**WHAT NEEDS TO BE DONE**
Pictures must not be copied, but every entry must be reproduced exactly.
== Segment start ==
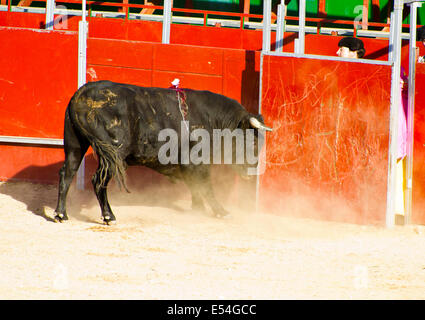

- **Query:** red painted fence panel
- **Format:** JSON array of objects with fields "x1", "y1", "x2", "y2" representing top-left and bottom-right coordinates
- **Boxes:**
[
  {"x1": 0, "y1": 28, "x2": 77, "y2": 138},
  {"x1": 0, "y1": 28, "x2": 77, "y2": 183},
  {"x1": 259, "y1": 55, "x2": 392, "y2": 225}
]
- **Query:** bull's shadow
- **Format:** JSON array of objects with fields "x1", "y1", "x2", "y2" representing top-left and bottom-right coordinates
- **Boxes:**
[
  {"x1": 0, "y1": 162, "x2": 63, "y2": 223},
  {"x1": 0, "y1": 157, "x2": 255, "y2": 223}
]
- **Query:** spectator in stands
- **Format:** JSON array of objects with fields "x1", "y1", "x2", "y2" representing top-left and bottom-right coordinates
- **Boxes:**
[{"x1": 336, "y1": 37, "x2": 366, "y2": 59}]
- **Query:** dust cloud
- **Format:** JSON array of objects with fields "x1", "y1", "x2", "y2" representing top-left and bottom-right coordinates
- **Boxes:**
[{"x1": 0, "y1": 170, "x2": 425, "y2": 299}]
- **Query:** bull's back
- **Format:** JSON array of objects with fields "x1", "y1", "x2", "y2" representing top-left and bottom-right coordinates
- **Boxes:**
[
  {"x1": 67, "y1": 81, "x2": 184, "y2": 156},
  {"x1": 67, "y1": 80, "x2": 248, "y2": 150}
]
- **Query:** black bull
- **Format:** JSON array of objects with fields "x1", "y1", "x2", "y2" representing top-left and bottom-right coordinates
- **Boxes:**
[{"x1": 54, "y1": 80, "x2": 272, "y2": 224}]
== Segment end ==
**RESPONSE TO THIS EXERCISE**
- **Query:** red painted fence panel
- **Format:** JSON array of objects with fields "x1", "y1", "x2", "y2" representing top-left and bottom-right coordinates
- **Boxes:**
[
  {"x1": 0, "y1": 28, "x2": 77, "y2": 138},
  {"x1": 0, "y1": 28, "x2": 77, "y2": 183},
  {"x1": 259, "y1": 55, "x2": 392, "y2": 225}
]
- **Query:** bull's shadow
- **Format:** JSON array of objects with fields "x1", "y1", "x2", "y2" representing top-left and bottom-right coordinates
- **Boxes:**
[
  {"x1": 0, "y1": 162, "x2": 63, "y2": 223},
  {"x1": 0, "y1": 157, "x2": 255, "y2": 223}
]
- **Query:** spectator in stands
- **Format:** JSON array of objects with fields "x1", "y1", "x2", "y2" representing top-left and bottom-right coordinates
- **Boxes:**
[{"x1": 336, "y1": 37, "x2": 366, "y2": 59}]
- **Query:** dust cloud
- **Format:** JSON array of objects with fields "x1", "y1", "x2", "y2" representing top-left and bottom-right coordinates
- **Boxes:**
[{"x1": 0, "y1": 170, "x2": 425, "y2": 299}]
- **Query:** bull's back
- **Format:** JSON array of objects with fields "x1", "y1", "x2", "y2" representing top-left and bottom-right coordinates
- **Boxes:**
[
  {"x1": 67, "y1": 81, "x2": 184, "y2": 156},
  {"x1": 67, "y1": 80, "x2": 248, "y2": 150}
]
- **Query:** black bull
- **Format:** JSON array of objects with fields "x1", "y1", "x2", "y2" representing top-left and bottom-right coordinates
- **Boxes:**
[{"x1": 54, "y1": 80, "x2": 272, "y2": 224}]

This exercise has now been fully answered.